▶ _Page text_
Judge: Layne H. Melzer, Case: 2019-01088862, Date: 2022-07-21 Tentative Ruling

Motion to Quash Service; Motion to Vacate Abstract of Sister State Judgment

 

Specially appearing defendant/judgment debtor Paul Garcia (“Garcia”) seeks an order to quash and an order vacating the abstract of judgment. 

 

As an initial matter, the Court notes Garcia did not provide proper notice of his requested relief or the legal authority in support of the requested relief in the notice of motion.  (Code Civ. Proc., § 1010; Cal. Rules of Ct., Rule 3.1110(a).)  A basic tenet of motion practice is that the notice of motion must state the grounds for the order being sought and courts generally may consider only the grounds stated in the notice of motion.  (Kinda v. Carpenter (2016) 247 Cal.App.4th 1268, 1277.)  The purpose of the notice requirements is to cause the moving party to sufficiently define the issues for the information and attention of the adverse party and the court.  (Id.)  Garcia’s notice of motion only states that Garcia’s “Motion to Quash and in the alternative Vacate the Abstract of Judgment will be heard in the above entitled Court in Department C12, July 21, 2022 at 2:00 pm.”  (Notice, 1:20-24.)  Garcia’s notice does not state what relief is being sought and does not cite to any legal authority. 

 

When a motion does not comply with Code of Civil Procedure section 1010 and California Rules of Court, Rule 3.1110(a), “the trial court could reasonably have rejected the entire motion as defective and noncompliant with California rules and statutes.”  (Luri v. Greenwald (2003) 107 Cal.App.4th 1119, 1127; see, 366-386 Geary St., L.P. v. Superior Court (1990) 219 Cal.App.3d 1186, 1200.)  The trial court may also overlook these defects and review the documents to determine the specific basis upon which relief is sought, as permitted by Carrasco v. Craft (1985) 164 Cal.App.3d 796, 807-808.  (Luri, 107 Cal.App.4th at 1127; Carrasco v. Craft (1985) 164 Cal.App.3d 796, 808.)  Defective notice may also be sufficient “if the omitted issue, or ground for relief, was raised without objection before the trial court.”  (Kinda, 247 Cal.App.4th at 1277.)  It appears Garcia is seeking relief from both the Nevada Judgment and the Sister State Judgment entered by this Court.  (Motion, 3:27-4:5.)  Judgment Creditor opposed the motion on the merits and did not oppose the motion on the ground that Garcia did not provide proper notice of the requested relief.  Accordingly, the Court exercises its discretion to consider the merits of Garcia’s motion.

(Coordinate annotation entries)
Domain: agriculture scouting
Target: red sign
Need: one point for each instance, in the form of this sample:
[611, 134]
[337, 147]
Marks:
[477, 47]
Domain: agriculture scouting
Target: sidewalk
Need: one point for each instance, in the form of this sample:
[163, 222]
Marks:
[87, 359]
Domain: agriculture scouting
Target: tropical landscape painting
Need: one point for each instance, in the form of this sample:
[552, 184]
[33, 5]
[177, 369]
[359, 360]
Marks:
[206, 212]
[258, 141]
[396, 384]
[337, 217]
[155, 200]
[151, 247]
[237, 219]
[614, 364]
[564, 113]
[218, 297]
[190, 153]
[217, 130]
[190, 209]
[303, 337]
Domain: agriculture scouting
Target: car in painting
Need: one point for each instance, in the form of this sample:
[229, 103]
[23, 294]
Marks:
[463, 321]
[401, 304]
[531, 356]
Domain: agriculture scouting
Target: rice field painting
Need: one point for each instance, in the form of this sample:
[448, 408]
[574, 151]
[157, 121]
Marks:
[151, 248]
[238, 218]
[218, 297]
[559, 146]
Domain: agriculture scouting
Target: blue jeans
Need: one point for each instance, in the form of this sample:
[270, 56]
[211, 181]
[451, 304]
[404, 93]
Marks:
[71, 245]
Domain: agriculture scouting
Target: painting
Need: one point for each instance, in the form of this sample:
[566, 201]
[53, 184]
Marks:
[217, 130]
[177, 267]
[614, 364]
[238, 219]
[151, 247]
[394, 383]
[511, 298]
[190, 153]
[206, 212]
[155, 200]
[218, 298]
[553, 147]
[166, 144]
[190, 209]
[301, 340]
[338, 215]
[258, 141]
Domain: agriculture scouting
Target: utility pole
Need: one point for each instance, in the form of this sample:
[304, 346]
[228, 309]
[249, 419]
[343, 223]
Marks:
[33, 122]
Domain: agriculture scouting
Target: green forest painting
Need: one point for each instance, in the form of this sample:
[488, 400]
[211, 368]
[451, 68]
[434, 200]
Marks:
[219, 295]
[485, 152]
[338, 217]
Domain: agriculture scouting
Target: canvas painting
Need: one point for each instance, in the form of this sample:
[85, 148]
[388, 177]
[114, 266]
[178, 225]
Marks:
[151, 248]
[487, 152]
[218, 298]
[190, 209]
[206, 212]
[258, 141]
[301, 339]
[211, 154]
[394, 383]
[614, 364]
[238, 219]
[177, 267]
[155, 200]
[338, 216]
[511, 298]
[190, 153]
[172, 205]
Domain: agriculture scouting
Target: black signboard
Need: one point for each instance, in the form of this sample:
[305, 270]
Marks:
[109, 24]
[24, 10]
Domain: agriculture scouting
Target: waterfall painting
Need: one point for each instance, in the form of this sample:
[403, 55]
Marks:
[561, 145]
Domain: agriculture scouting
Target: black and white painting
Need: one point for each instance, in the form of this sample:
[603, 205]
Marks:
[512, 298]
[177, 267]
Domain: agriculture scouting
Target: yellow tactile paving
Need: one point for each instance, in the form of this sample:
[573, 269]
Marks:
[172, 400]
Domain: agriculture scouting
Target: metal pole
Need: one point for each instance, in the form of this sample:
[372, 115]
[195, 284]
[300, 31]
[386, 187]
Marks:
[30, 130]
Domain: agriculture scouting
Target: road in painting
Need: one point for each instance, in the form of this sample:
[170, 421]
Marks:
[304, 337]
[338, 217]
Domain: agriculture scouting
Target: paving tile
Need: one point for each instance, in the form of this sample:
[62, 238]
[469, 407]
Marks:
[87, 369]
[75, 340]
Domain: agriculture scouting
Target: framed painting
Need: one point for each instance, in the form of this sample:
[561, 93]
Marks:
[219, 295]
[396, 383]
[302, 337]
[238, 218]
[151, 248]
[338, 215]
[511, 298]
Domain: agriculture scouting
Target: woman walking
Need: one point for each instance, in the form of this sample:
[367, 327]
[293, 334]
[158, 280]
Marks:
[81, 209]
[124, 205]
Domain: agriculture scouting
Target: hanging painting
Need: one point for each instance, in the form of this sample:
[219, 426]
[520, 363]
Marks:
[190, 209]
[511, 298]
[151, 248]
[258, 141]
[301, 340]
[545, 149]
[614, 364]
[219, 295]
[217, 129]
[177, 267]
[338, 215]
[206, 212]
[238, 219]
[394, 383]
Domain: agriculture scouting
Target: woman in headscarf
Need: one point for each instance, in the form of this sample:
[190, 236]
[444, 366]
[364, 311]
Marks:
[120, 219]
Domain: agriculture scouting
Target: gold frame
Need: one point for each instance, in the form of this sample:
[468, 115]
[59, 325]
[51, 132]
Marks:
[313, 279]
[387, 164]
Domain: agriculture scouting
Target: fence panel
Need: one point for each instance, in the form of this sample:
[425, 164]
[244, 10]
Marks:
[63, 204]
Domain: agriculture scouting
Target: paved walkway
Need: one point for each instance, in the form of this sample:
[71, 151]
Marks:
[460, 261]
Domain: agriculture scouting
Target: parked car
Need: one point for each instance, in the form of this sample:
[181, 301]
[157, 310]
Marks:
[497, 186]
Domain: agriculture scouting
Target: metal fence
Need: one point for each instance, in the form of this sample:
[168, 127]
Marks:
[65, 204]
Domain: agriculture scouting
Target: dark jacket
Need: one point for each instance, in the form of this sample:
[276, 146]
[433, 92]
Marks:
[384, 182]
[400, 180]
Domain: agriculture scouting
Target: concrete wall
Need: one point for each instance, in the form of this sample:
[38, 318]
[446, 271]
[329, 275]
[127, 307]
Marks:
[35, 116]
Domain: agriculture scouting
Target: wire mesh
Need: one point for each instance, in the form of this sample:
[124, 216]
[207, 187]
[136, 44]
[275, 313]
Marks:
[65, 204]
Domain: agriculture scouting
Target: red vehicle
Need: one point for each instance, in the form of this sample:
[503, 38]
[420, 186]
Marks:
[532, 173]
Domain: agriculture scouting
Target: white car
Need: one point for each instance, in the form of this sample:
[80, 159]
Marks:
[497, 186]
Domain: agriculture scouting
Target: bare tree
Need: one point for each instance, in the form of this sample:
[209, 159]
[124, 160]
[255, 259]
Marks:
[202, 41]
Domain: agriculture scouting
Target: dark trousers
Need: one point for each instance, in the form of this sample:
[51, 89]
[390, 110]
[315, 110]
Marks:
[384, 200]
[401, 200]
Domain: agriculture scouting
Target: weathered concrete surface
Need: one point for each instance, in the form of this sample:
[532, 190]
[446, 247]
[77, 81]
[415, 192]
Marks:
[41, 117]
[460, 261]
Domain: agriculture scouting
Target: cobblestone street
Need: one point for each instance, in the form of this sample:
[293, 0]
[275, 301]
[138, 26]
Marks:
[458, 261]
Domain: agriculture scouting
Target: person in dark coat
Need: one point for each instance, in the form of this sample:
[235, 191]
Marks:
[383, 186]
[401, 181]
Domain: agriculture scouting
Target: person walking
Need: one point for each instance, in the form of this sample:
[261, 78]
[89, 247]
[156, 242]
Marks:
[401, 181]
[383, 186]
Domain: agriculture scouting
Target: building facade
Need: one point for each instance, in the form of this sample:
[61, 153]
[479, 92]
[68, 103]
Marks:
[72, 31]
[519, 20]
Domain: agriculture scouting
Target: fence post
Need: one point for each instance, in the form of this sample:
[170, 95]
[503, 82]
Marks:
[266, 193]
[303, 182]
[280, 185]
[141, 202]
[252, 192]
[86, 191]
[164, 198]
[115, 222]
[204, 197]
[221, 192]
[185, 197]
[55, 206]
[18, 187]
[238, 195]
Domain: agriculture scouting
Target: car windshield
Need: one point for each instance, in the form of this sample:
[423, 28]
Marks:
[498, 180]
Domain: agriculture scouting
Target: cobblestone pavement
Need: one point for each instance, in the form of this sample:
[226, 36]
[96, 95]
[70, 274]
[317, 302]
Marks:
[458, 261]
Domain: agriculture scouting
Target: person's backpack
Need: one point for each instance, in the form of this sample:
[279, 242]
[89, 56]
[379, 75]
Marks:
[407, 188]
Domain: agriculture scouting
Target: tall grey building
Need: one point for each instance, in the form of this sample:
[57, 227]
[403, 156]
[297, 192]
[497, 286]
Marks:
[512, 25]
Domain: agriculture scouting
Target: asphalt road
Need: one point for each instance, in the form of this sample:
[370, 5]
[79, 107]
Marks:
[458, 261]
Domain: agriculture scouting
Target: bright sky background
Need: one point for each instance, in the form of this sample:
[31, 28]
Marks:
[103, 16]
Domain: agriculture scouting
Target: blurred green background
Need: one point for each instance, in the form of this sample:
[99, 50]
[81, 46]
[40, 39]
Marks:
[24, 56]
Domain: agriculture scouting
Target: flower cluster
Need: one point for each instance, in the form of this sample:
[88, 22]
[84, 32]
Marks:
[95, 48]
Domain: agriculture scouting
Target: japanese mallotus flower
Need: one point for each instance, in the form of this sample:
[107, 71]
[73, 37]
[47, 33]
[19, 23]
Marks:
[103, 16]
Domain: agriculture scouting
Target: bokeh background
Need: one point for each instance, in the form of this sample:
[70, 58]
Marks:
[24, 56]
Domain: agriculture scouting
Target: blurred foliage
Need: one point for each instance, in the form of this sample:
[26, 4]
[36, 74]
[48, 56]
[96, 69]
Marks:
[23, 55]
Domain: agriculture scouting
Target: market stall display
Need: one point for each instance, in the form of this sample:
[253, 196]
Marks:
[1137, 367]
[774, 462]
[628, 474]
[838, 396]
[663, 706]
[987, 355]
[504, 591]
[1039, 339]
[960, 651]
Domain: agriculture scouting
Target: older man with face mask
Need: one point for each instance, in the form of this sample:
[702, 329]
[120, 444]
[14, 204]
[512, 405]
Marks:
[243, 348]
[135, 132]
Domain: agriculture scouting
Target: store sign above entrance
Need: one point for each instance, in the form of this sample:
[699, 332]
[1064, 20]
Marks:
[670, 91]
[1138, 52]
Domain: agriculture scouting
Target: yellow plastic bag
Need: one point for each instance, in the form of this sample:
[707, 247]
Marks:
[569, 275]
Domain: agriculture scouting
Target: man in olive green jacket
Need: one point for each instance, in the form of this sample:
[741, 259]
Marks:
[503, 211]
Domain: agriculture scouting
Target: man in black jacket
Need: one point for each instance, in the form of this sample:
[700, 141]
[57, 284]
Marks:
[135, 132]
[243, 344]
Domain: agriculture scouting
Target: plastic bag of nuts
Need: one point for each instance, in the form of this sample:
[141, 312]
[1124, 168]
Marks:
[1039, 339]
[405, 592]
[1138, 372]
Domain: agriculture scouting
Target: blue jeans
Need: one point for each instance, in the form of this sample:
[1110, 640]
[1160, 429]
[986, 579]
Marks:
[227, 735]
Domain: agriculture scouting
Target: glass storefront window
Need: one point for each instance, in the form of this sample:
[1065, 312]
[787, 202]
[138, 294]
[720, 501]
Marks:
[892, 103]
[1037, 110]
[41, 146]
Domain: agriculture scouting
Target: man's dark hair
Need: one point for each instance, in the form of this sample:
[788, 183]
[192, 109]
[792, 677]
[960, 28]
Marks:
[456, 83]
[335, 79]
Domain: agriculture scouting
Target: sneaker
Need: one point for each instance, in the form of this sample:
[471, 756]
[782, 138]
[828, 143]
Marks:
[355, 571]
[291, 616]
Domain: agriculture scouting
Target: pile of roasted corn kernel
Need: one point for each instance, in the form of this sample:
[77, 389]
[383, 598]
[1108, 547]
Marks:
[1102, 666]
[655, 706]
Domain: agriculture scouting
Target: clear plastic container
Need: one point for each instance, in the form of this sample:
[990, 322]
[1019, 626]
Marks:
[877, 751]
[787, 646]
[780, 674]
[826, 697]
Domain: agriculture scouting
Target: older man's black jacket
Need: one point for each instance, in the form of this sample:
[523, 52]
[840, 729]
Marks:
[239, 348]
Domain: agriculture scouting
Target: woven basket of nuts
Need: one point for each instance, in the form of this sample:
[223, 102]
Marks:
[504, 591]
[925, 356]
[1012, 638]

▶ _Your tasks_
(A) According to the tentative ruling, in which department and at what date and time did Garcia's notice say the motion would be heard?
(B) Continue the tentative ruling on Garcia's motion from its last sentence.

▶ _Solved problems_
(A) Department C12, on July 21, 2022, at 2:00 pm.

(B)
The Court also notes neither Garcia nor judgment creditor Green Blossom, Inc. (“Judgment Creditor”) authenticated the exhibits submitted in support of and in opposition to the motion.  Neither party objected to the exhibits or disputed their authenticity.  Accordingly, the Court exercises its discretion and considers the exhibits.  The Court also notes Judgment Creditor references a declaration by counsel in its opposition.  However, no such declaration was filed.   

 

A judgment debtor may move to vacate a sister-state judgment pursuant to Code of Civil Procedure section 1710.40, which provides as follows: 

 

(a) A judgment entered pursuant to this chapter may be vacated on any ground which would be a defense to an action in this state on the sister state judgment, including the ground that the amount of interest accrued on the sister state judgment and included in the judgment entered pursuant to this chapter is incorrect.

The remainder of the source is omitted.